-- DATASET ENTRIES start --

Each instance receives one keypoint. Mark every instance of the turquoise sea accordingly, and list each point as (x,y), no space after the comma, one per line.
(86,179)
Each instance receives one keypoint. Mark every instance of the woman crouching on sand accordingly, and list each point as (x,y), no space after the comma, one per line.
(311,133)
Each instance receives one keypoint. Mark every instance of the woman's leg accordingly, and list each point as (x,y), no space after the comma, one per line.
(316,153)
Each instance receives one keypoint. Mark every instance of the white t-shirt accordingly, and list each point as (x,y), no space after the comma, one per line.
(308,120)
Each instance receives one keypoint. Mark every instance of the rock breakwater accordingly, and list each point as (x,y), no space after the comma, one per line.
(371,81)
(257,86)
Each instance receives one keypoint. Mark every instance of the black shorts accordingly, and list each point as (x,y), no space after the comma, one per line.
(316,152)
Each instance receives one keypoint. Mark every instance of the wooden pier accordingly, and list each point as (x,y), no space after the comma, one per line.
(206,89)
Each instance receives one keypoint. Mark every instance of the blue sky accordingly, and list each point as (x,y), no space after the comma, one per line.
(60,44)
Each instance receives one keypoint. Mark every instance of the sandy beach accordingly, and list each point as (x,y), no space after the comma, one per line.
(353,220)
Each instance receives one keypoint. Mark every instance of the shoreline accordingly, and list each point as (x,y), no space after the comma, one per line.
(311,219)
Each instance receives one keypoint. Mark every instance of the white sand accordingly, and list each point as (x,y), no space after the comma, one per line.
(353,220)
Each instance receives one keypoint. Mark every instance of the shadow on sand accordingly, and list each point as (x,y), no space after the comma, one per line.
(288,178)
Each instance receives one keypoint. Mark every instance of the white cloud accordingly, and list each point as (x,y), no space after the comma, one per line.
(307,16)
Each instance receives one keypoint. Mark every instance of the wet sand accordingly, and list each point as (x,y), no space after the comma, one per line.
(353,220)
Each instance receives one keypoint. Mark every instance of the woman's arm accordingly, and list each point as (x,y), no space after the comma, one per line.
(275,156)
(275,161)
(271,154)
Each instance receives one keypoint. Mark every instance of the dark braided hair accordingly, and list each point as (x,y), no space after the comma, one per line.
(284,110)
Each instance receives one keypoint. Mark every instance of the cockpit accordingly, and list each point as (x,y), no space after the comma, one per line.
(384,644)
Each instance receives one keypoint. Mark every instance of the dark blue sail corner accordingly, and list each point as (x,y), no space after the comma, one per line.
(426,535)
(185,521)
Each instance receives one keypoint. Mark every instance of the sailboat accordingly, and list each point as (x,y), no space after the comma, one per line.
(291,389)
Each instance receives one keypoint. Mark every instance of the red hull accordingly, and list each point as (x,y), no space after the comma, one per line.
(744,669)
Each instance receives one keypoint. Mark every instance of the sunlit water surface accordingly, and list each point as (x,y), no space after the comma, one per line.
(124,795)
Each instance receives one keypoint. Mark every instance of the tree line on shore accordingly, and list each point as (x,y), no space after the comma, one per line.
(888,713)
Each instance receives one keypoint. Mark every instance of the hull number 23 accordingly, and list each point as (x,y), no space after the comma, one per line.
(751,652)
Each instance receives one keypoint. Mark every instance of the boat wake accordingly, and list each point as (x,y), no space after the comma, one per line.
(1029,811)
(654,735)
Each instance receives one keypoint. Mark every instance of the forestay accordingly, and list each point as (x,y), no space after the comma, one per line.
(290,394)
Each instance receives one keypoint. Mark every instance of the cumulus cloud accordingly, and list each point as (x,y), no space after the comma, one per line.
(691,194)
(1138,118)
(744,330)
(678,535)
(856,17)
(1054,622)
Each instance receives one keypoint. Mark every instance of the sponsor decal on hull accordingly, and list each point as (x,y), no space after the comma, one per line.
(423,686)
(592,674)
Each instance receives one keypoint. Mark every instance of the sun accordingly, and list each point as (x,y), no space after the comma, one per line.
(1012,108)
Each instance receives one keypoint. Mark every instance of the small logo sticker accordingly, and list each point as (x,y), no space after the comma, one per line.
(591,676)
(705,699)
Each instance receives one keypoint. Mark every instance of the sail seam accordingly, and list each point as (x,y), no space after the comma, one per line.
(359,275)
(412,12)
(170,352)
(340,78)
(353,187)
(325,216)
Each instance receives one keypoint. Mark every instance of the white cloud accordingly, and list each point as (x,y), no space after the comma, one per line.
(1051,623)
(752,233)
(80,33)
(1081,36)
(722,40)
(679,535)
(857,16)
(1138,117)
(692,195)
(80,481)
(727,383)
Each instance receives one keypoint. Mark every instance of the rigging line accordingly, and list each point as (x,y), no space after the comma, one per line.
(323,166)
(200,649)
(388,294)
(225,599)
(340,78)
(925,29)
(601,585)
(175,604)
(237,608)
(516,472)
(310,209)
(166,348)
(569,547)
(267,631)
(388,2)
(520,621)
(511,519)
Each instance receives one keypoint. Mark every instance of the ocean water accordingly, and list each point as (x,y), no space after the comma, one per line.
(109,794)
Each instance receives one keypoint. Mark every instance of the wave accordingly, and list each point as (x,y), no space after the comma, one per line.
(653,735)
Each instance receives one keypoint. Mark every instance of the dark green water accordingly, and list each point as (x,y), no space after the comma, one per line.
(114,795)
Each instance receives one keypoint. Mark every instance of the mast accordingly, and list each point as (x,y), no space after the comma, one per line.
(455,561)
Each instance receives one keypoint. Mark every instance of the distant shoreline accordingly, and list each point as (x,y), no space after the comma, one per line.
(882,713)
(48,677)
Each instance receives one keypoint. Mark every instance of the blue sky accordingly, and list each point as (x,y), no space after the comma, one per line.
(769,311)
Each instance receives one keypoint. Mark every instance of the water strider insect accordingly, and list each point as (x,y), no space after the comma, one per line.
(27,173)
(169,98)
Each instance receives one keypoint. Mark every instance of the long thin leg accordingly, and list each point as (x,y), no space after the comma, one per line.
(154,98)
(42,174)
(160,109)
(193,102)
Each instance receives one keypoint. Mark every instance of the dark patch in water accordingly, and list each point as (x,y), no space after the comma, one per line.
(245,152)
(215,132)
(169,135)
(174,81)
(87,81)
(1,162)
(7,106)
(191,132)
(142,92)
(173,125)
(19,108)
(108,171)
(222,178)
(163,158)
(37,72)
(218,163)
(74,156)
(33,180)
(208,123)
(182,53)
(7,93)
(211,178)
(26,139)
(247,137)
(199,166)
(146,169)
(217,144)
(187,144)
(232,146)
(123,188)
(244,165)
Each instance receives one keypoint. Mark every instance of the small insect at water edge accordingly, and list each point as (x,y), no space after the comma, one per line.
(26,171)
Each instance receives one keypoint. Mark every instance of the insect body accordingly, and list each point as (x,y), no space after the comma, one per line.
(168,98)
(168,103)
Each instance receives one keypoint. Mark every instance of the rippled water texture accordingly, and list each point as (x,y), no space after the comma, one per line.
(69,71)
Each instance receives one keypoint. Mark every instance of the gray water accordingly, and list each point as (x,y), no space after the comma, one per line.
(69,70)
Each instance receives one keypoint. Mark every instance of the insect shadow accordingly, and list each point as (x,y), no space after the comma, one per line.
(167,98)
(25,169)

-- DATASET ENTRIES end --

__PROBLEM TO WORK ON__:
Recopy all the lines exactly as they appear.

__THE COMPLETED TASK__:
Each instance receives one keypoint. Mark every instance of the turquoise sea accordingly, and list each point as (x,y), no space after the comma, one per line.
(86,179)
Each instance receives one keypoint. Mark every instance of the woman crouching on sand accordingly, and list each point as (x,y), no space after the comma, one per line.
(311,133)
Each instance receives one keypoint. Mark every instance of the woman's leg accordingly, and list each point as (x,y), no space after the comma, one per line.
(316,153)
Each instance receives one keypoint. Mark every instance of the white t-shirt accordingly, and list each point as (x,y), no space after the comma, one per line.
(308,120)
Each instance receives one keypoint. Mark every instance of the rock breakwater accordingly, and list each point as (x,y), no space after the comma, one per line.
(371,81)
(257,86)
Each instance receives one keypoint. Mark every instance of the black shorts accordingly, and list each point as (x,y), no space after the comma, one per line.
(316,152)
Each instance receives one keypoint. Mark every instance of the wooden pier accordingly, and list each point as (x,y), no space after the comma, one per line.
(206,89)
Each instance receives one keypoint. Mark every instance of the blue sky accordingly, and list each point as (x,y), no space after the comma, one per line.
(60,44)
Each instance receives one keypoint. Mark every instance of the sandy beach accordingly, and list each point as (x,y), no space after the comma, one per line.
(353,220)
Each instance receives one keypoint. Mark every instance of the shoreline accordingly, and list each point as (x,y), no space after the comma, one per line.
(311,219)
Each instance receives one keypoint. Mark every instance of the white sand accordingly, and list each point as (x,y), no space after the comma, one per line.
(353,220)
Each instance receives one keypoint. Mark every instance of the shadow on sand accordingly, and list each point as (x,y), no space after the comma, one per line.
(288,178)
Each instance receives one keypoint. Mark every instance of the white cloud accordingly, and list each point as (x,y), no space after the comma, one per line.
(307,16)
Each instance receives one keypoint. Mark every instance of the wet sand accordingly, and list each point as (x,y), no space after the comma, one per line.
(353,220)
Each instance receives one keypoint. Mark every instance of the woman's arm accordingly, and list each point as (x,y), no space after the comma, one per line.
(275,156)
(275,161)
(271,154)
Each instance receives one keypoint. Mark every instance of the dark braided hair accordingly, and list each point as (x,y), no space after the comma, one per line.
(284,110)
Each instance receives one keypoint. Mark every instance of the cockpit accordingly, and list each point as (x,y), no space after the comma, one per line.
(384,644)
Each instance receives one keypoint. Mark every instance of the dark blue sail corner accordingly, and list each point as (x,y), no space after the comma, one per line.
(426,535)
(185,521)
Each instance receives one keypoint. Mark every instance of the sailboat accordingly, and list each point as (x,y), no space after the comma, one per line.
(291,389)
Each instance receives one keypoint. Mark every instance of the red hull accordingly, and list each point as (x,y), no space after the comma, one per line.
(744,669)
Each instance receives one keypoint. Mark every instance of the sunlit water surface accordingly, and list each point as (x,y), no space after the comma, one per line.
(124,795)
Each instance receives one keypoint. Mark every instance of the tree line on shore accordingly, and list each point as (x,y), no space after the comma, one per line.
(888,713)
Each instance receives one keypoint. Mark every instance of the hull number 23 accordingly, and list each point as (x,y), no space after the comma, one per line.
(751,652)
Each instance receives one keypoint. Mark every instance of the boat wake accordingly, and list each point as (x,y), no space after the comma, one per line.
(1029,811)
(654,735)
Each instance receives one keypoint. Mark every instance of the forestay accordingly, and list each point as (x,y), no space after the comma, one per line.
(290,394)
Each instance receives one keypoint. Mark every instance of the cumulus cloud accordingly, and list each point as (x,y), no space after the comma, one per line.
(691,194)
(1138,118)
(744,330)
(678,535)
(856,17)
(1054,622)
Each instance receives one keypoint. Mark every instance of the sponsor decal on hull accordingly, and list each point as (x,y), no space after the comma, one per line.
(423,686)
(592,674)
Each instance receives one keypoint. Mark every instance of the sun accordingly, and list each point as (x,y), no space after the comma, one per line.
(1012,108)
Each instance receives one keypoint. Mark every instance of the small logo sticker accordingly, and list each point as (x,y), no space after the comma, one per line.
(591,676)
(705,699)
Each instance receives one keypoint. Mark every instance of the sail seam accordingly, and list each point as (x,y), no space after the comma, one per line.
(359,275)
(412,12)
(170,352)
(340,78)
(353,187)
(325,216)
Each instance receives one keypoint. Mark every instance of the white cloud accordingly, and list each point as (x,y), no space after the comma, one per line.
(1051,623)
(752,233)
(80,33)
(1081,36)
(722,40)
(679,535)
(857,16)
(1138,117)
(692,195)
(80,481)
(727,383)
Each instance receives one keypoint. Mark every instance of the rigging line accordingly, and list each point as (x,y), no space after the comma, one per line.
(323,166)
(200,649)
(388,294)
(225,599)
(340,78)
(925,29)
(601,585)
(175,604)
(237,608)
(516,472)
(310,209)
(166,348)
(569,547)
(267,631)
(388,2)
(520,621)
(511,519)
Each instance receives one keypoint. Mark every instance of the ocean water accordingly, and list each point as (x,y), no space after the comma, one per line.
(109,794)
Each instance receives one keypoint. Mark every instance of the wave accordingly, and list each point as (x,y), no space after the comma, one per line.
(653,735)
Each instance receives one keypoint. Mark every instance of the dark green water accordingly, and list each point as (x,y), no space after the comma, one per line.
(114,795)
Each instance receives one keypoint. Mark every instance of the mast accordingly, and list each point as (x,y), no space after the comma, one per line.
(455,561)
Each instance receives one keypoint. Mark every instance of the distant shoreline accordingly, and list each point as (x,y), no space after the comma, one per line.
(882,713)
(48,677)
Each instance receives one keypoint. Mark every instance of the blue sky accordingly, and list each point as (x,y), no space after the comma, one per line.
(769,311)
Each instance receives one keypoint. Mark every instance of the water strider insect accordingly, and list each point as (x,y), no space after the comma, one per line.
(27,173)
(169,98)
Each instance receives one keypoint. Mark every instance of the long thin leg accordingly, and list each point as (x,y), no space after the comma, one per line.
(154,98)
(42,174)
(160,109)
(193,102)
Each instance receives one keypoint. Mark every instance of the dark patch in water accordingly, and list each point as (x,y), no space after the comma, one per line.
(245,152)
(215,132)
(169,135)
(174,81)
(87,81)
(1,162)
(7,106)
(191,132)
(142,92)
(173,125)
(19,108)
(108,171)
(222,178)
(163,158)
(37,72)
(218,163)
(74,156)
(33,180)
(208,123)
(182,53)
(7,93)
(211,178)
(26,139)
(247,137)
(199,166)
(146,169)
(217,144)
(187,144)
(232,146)
(123,188)
(244,165)
Each instance receives one keypoint. Mark every instance of the small insect at water edge accordingly, and list each point as (x,y), no space after the comma, one per line.
(26,171)
Each instance receives one keypoint. Mark every instance of the insect body accordingly, and list each point as (x,y), no space after the comma, one per line.
(168,98)
(168,103)
Each instance receives one keypoint. Mark every instance of the rippled water texture accordingly, and list each point as (x,y), no space after the comma, one per line.
(69,71)
Each instance receives one keypoint. Mark every instance of the gray water accordingly, and list each point as (x,y), no space after the comma, one per line.
(69,70)
Each instance receives one keypoint. Mark every instance of the insect shadow accordingly, and list each point as (x,y), no space after the comma, one per line.
(167,98)
(25,169)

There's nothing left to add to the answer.